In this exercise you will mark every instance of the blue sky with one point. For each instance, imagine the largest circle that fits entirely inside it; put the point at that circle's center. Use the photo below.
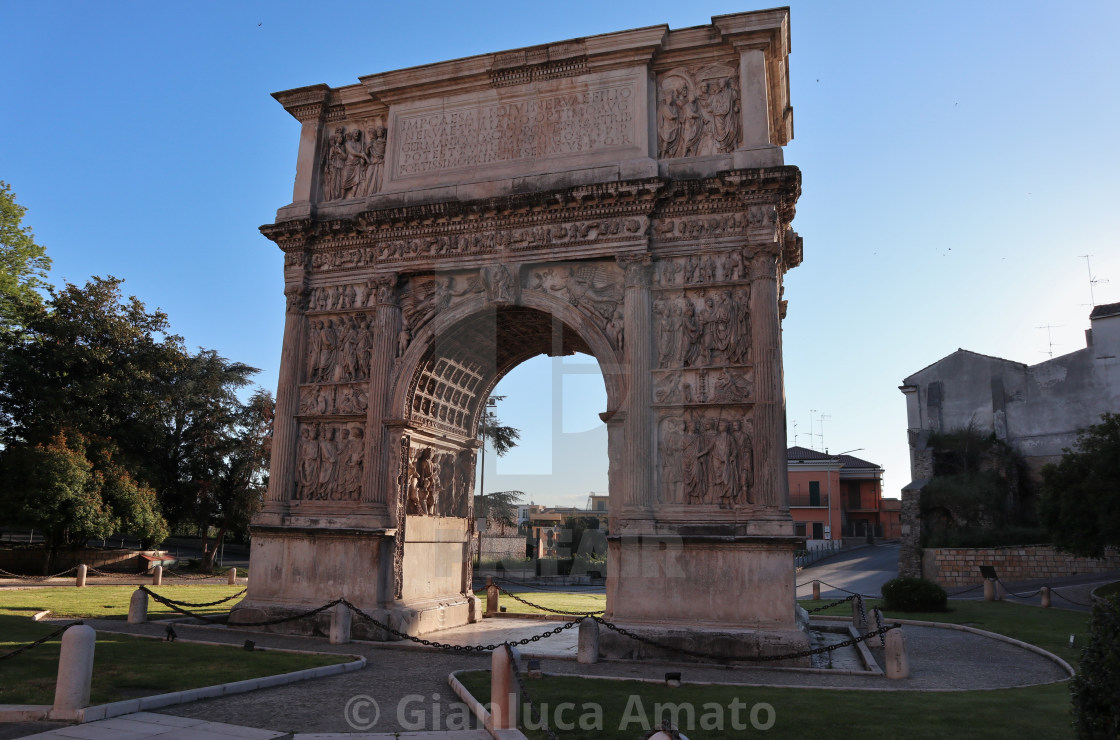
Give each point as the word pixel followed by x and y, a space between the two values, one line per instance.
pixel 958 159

*****

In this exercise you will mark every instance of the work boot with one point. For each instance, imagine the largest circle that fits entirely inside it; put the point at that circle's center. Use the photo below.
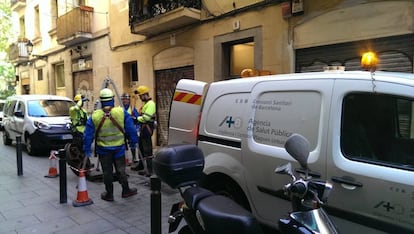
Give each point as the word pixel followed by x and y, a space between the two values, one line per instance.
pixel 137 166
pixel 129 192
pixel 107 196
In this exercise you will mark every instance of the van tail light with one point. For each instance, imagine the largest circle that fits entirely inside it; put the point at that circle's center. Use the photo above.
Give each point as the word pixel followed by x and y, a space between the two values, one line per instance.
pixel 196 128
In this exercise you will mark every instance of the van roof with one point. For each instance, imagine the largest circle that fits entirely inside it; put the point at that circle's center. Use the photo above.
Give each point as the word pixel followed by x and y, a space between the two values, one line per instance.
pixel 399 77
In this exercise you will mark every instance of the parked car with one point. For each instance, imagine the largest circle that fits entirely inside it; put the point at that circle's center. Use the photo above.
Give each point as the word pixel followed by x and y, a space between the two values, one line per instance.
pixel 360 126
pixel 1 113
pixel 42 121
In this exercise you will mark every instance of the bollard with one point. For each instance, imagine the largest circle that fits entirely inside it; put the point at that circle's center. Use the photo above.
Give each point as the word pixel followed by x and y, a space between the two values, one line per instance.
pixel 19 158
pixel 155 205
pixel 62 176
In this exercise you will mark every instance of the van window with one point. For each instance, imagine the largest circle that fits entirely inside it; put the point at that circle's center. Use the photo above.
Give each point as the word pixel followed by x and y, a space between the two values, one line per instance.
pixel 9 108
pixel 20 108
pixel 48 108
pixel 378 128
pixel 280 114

*****

- PROBLÈME À RÉSOUDRE
Recopiez à l'identique les lignes allant de celle qui contient « In this exercise you will mark every instance of the work » jusqu'à celle qui contient « pixel 196 128 », ces deux lignes comprises. Laissez les images de côté.

- RÉSULTAT OBTENU
In this exercise you will mark every instance of the work boot with one point. For each instance, imagine the largest circle that fits entirely inside it; put the point at that circle's center. Use the photo below.
Give each point as the word pixel followed by x and y, a space between the two values, one line per instance.
pixel 137 166
pixel 129 192
pixel 107 196
In this exercise you will mark every instance of the van tail light with one point. For each instance, imagine the largest circle that fits entirely inside it; put the point at that circle's center. Use the photo above.
Give each point as the word pixel followed by x and y, a space between the two values, one line per instance.
pixel 196 128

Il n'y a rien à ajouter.